● **Provided text**
= = =

# Advise please



## brokeneric (Jan 27, 2014)

Any husbands whose wife has/had strapon fetish? How did you deal with it?


----------



## inarut (Feb 9, 2013)

Crickets???..... Lol
Sorry... Seriously ...
How do you or your husband feel about it? Don't know if you are the husband or the wife ?

Eta... Just noticed Eric in your user name... the husband ? How do you feel and how are you dealing with it? What is her perception?
_Posted via Mobile Device_


----------



## brokeneric (Jan 27, 2014)

She cheated for it and didn't even ever tell me about it.


----------



## Cletus (Apr 27, 2012)

I don't have that spouse, but if I did, I suppose I'd take one for the team every once in a while.


----------



## inarut (Feb 9, 2013)

brokeneric said:


> She cheated for it and didn't even ever tell me about it.


So you are saying you refused and she went elsewhere to do that? Can you answer my other questions? 
Not In any way saying what she did is ok if f that's the case.
_Posted via Mobile Device_


----------



## brokeneric (Jan 27, 2014)

She felt she couldn't tell me about her fetish as I would think adverse about her. Our marriage continued for 15 years in this fashion. I thought our sex life was awesome but it was awesome only for me. She repressed her desires during these years. When she met the exbf she tried it with, she cheated and got caught.

= = =

● **Records shown**
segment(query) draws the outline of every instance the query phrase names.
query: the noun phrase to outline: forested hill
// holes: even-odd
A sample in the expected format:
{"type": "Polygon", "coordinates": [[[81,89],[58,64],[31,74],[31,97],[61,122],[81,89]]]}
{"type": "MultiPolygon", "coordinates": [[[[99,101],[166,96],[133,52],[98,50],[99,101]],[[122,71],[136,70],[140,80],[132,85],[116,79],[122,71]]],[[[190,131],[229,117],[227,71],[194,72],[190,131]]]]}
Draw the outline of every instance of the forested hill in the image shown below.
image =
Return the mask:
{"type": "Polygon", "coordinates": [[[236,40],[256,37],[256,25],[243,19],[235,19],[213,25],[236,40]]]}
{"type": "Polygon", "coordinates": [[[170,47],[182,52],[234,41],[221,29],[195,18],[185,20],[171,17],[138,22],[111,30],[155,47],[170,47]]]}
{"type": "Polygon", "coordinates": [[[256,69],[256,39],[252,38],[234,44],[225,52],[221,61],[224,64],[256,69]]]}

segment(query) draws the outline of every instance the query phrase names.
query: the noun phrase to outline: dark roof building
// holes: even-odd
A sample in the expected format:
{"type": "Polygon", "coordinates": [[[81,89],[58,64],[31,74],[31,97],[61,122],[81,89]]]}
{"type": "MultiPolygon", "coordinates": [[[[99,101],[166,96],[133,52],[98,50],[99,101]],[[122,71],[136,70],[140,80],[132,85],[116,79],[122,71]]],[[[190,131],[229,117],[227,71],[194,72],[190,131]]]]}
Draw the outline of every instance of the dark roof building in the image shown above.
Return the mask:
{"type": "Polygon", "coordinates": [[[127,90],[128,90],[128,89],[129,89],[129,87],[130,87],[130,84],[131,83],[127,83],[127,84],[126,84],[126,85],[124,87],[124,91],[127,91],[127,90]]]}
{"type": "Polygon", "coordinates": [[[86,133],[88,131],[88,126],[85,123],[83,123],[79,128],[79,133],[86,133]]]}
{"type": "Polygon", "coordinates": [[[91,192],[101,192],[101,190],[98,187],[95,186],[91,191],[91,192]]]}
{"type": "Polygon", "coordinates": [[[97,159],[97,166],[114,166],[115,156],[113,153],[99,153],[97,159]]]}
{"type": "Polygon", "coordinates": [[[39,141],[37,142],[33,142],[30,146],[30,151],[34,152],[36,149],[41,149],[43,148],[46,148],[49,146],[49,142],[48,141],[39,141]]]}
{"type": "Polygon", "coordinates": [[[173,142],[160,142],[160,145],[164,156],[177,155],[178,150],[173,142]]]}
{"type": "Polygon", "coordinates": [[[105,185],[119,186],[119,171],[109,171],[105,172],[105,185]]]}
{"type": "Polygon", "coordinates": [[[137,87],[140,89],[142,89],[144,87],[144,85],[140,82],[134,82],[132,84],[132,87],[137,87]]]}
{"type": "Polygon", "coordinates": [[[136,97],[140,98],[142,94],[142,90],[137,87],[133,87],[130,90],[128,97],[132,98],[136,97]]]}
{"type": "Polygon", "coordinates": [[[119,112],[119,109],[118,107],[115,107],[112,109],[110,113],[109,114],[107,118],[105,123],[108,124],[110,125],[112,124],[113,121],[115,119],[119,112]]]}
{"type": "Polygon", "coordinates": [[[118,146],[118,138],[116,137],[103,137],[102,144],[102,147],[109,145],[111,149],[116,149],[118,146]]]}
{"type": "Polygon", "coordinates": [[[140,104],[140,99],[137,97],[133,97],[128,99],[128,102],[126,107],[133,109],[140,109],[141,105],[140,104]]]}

= = =

● **Work to complete**
1 - Copy out every line of the entries that contains the string "outline", treating uppercase and lowercase as different.
2 - Carry on the forum thread about a wife's hidden fetish from the point where it stops.

● **Responses by task**
1 -
segment(query) draws the outline of every instance the query phrase names.
query: the noun phrase to outline: forested hill
Draw the outline of every instance of the forested hill in the image shown below.
segment(query) draws the outline of every instance the query phrase names.
query: the noun phrase to outline: dark roof building
Draw the outline of every instance of the dark roof building in the image shown above.

2 -
----------



## Cletus (Apr 27, 2012)

brokeneric said:


> She felt she couldn't tell me about her fetish as I would think adverse about her. Our marriage continued for 15 years in this fashion. I thought our sex life was awesome but it was awesome only for me. She repressed her desires during these years. When she met the exbf she tried it with, she cheated and got caught.


Would you? What would have been your reaction?


----------



## brokeneric (Jan 27, 2014)

I would have. If I can't talk to my spouse about my sexual fantasies, whom would I be talking to then?


----------



## Cletus (Apr 27, 2012)

brokeneric said:


> I would have. If I can't talk to my spouse about my sexual fantasies, whom would I be talking to then?


I can see we're going to have to beat this out of you one question at a time.

Why, according to her own admission or your best guess, did she misread your likely reaction? 

I'm sticking to the original question for now and avoiding the infidelity - there's too many threads about that floating around already.


----------



## brokeneric (Jan 27, 2014)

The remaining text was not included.